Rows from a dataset
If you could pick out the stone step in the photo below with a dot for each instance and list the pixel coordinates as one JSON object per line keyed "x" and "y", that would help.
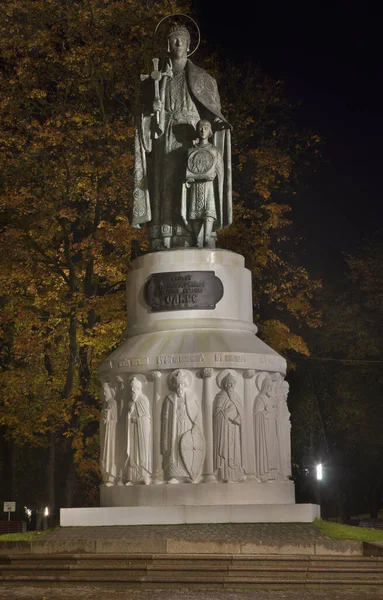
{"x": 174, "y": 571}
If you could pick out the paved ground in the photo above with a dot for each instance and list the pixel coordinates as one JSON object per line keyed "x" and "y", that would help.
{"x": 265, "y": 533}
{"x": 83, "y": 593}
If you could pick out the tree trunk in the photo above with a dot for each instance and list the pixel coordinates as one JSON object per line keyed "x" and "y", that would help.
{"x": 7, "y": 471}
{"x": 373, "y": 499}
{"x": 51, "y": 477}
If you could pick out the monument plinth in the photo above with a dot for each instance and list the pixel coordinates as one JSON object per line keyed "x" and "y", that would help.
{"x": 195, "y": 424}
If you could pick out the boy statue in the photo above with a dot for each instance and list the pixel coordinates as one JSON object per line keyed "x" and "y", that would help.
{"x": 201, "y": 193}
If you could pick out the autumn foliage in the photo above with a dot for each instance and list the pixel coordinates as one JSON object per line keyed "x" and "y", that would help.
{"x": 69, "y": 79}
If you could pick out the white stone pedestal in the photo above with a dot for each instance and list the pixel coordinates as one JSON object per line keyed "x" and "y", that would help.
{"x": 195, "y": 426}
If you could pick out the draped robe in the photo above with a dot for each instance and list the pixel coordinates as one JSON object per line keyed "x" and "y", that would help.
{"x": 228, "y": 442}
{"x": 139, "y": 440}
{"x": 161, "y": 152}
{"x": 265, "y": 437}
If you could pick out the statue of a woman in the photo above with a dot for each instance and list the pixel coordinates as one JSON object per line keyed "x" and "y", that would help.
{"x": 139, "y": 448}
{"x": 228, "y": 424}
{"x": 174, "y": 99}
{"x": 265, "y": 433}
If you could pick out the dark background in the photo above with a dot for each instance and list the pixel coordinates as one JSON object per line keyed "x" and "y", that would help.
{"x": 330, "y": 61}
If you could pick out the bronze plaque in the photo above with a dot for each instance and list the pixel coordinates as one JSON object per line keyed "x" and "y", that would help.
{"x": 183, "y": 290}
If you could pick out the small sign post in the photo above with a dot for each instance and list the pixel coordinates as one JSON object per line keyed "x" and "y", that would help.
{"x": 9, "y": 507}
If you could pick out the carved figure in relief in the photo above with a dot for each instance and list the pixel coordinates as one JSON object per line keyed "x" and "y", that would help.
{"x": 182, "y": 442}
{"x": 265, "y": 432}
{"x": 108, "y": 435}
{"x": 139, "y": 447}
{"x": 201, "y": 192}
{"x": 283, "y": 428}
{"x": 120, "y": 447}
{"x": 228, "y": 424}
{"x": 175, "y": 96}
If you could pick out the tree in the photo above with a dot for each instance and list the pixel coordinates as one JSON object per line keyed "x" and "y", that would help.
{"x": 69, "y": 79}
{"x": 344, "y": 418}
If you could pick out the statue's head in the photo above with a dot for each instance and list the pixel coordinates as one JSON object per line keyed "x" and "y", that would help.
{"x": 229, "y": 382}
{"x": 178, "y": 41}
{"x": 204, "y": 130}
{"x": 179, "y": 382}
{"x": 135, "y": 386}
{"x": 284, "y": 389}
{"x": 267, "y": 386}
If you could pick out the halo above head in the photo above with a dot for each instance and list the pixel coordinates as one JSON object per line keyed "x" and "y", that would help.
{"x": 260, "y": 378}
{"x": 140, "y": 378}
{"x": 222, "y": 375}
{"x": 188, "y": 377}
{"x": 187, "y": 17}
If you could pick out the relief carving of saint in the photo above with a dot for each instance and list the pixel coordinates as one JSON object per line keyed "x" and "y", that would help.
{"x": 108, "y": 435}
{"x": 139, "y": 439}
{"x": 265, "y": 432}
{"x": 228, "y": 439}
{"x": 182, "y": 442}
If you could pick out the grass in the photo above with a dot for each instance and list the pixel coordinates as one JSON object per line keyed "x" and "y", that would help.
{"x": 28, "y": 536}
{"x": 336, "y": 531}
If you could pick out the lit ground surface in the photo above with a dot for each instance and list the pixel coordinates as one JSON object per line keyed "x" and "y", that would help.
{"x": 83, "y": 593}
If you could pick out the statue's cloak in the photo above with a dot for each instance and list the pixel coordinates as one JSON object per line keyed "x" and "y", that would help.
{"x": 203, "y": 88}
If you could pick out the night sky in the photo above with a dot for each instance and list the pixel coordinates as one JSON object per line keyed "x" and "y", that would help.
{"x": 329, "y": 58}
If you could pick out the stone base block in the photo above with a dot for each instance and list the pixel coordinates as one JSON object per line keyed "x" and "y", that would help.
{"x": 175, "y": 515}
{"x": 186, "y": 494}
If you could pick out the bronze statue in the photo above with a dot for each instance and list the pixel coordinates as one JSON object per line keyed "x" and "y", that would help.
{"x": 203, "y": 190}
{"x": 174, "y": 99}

Problem statement » Rewrite the lines above as a numbered list, leaving out blank lines and the pictures.

Correct result »
1. If you could pick out the stone step in the photo below with a dot for each instance and list the pixel coordinates as one JSON object per line keyed "x" and "y", that would help.
2. {"x": 174, "y": 571}
3. If you could pick out the paved ground in the photo above with a dot for each instance and list the pixel coordinates as one JSON object per line keyed "x" and "y", that would help.
4. {"x": 265, "y": 533}
5. {"x": 83, "y": 593}
6. If you could pick out the tree trunk in the photo above with a dot for each instance and list the pixel coordinates as one JSON object per line keyed "x" and "y", that would help.
7. {"x": 7, "y": 471}
8. {"x": 373, "y": 499}
9. {"x": 51, "y": 477}
10. If you could pick out the monument plinth in the photo above with a dot for each instance and list the pixel coordinates as one JSON object per line keyed "x" and "y", that would help.
11. {"x": 195, "y": 424}
12. If you could pick out the boy statue in the photo above with a dot for each instance and list the pixel coordinates as one JSON object per line keyed "x" and "y", that would help.
13. {"x": 201, "y": 193}
14. If you could pick out the autumn foliage in the photo above with a dot for each instance and list the pixel coordinates as one JSON object per line keyed "x" and "y", that would help.
15. {"x": 69, "y": 79}
16. If you could pick out the white stone pedestal in the photo above with a dot for each instance and list the pixel coordinates as one JSON object per line keyed "x" and "y", that would help.
17. {"x": 195, "y": 426}
18. If you could pick out the draped robe in the photo above with a dot for each instance and list the pixel coordinates as one JSON object per line keyed "x" and "y", that would help.
19. {"x": 228, "y": 442}
20. {"x": 139, "y": 440}
21. {"x": 161, "y": 152}
22. {"x": 265, "y": 437}
23. If you could pick out the statue of a woman in the photo above with a dot for each instance and list the pixel coordinates as one JSON object per line keyed "x" and "y", that would help.
24. {"x": 139, "y": 448}
25. {"x": 228, "y": 424}
26. {"x": 174, "y": 99}
27. {"x": 265, "y": 433}
28. If you could pick out the dark background in the photo above with a dot for each instance and list the pixel coordinates as one JSON object per line keyed "x" and "y", that would help.
29. {"x": 330, "y": 61}
30. If you could pick out the bronze plaque in the photo above with a dot for each instance and list the pixel coordinates as one JSON object per line keyed "x" and "y", that would help.
31. {"x": 183, "y": 290}
32. If you could pick out the small sign post in the photo above with a dot for each instance and list the pixel coordinates as one JSON object per line keyed "x" and "y", that would help.
33. {"x": 9, "y": 507}
34. If you could pick out the carved figure in relief in the photo above with a dot for each instance and list the pixel coordinates as one JSON object per line keyed "x" and "y", that would help.
35. {"x": 182, "y": 442}
36. {"x": 265, "y": 432}
37. {"x": 108, "y": 435}
38. {"x": 139, "y": 447}
39. {"x": 201, "y": 192}
40. {"x": 283, "y": 428}
41. {"x": 120, "y": 447}
42. {"x": 228, "y": 424}
43. {"x": 175, "y": 96}
44. If you could pick out the tree in the photo above with a dot for each instance and list the pixel coordinates as one JSON object per line keyed "x" and "y", that would help.
45. {"x": 69, "y": 79}
46. {"x": 344, "y": 418}
47. If you could pick out the statue's head in the photo above with a dot for each instance and list the pixel coordinates as one JSON object per line keyed "x" and "y", that would help.
48. {"x": 229, "y": 382}
49. {"x": 178, "y": 41}
50. {"x": 204, "y": 130}
51. {"x": 179, "y": 382}
52. {"x": 135, "y": 386}
53. {"x": 284, "y": 389}
54. {"x": 267, "y": 386}
55. If you could pick out the halo above head in the photo above with a dot for each instance and list the pixel coordinates as one JSON object per line keyed "x" and "y", that would help.
56. {"x": 260, "y": 378}
57. {"x": 140, "y": 378}
58. {"x": 222, "y": 375}
59. {"x": 188, "y": 377}
60. {"x": 187, "y": 17}
61. If you could pick out the relief carving of saint in the photo above with a dot for each instance and list the pixel coordinates as one JSON object per line keyed "x" and "y", that would help.
62. {"x": 108, "y": 435}
63. {"x": 139, "y": 439}
64. {"x": 265, "y": 432}
65. {"x": 228, "y": 439}
66. {"x": 182, "y": 442}
67. If you could pick out the grass in the photo above with a dot for each instance and list the pixel coordinates as one JSON object per line keyed "x" and "y", that would help.
68. {"x": 28, "y": 536}
69. {"x": 336, "y": 531}
70. If you could pick out the lit ground surface in the photo above with a dot for each instance and list the pixel coordinates as one JSON object per line keyed "x" and "y", that would help.
71. {"x": 83, "y": 593}
72. If you could pick out the statue's cloak in the photo above with a dot for each instance and list the pixel coordinates as one JSON object per line keyed "x" and "y", that would help.
73. {"x": 203, "y": 88}
74. If you could pick out the night sky in the photo above with a dot for each instance and list the pixel coordinates as one JSON object per line keyed "x" and "y", that would help.
75. {"x": 329, "y": 58}
76. If you could pick out the stone base block in the photo above with a dot for each instance and list the pixel coordinates as one JSON object per line keyed "x" and "y", that would help.
77. {"x": 175, "y": 515}
78. {"x": 186, "y": 494}
79. If you could pick out the bronze statue in the photo above with a dot for each instance and list the pixel coordinates as one JSON object per line keyed "x" and "y", that would help.
80. {"x": 203, "y": 190}
81. {"x": 174, "y": 99}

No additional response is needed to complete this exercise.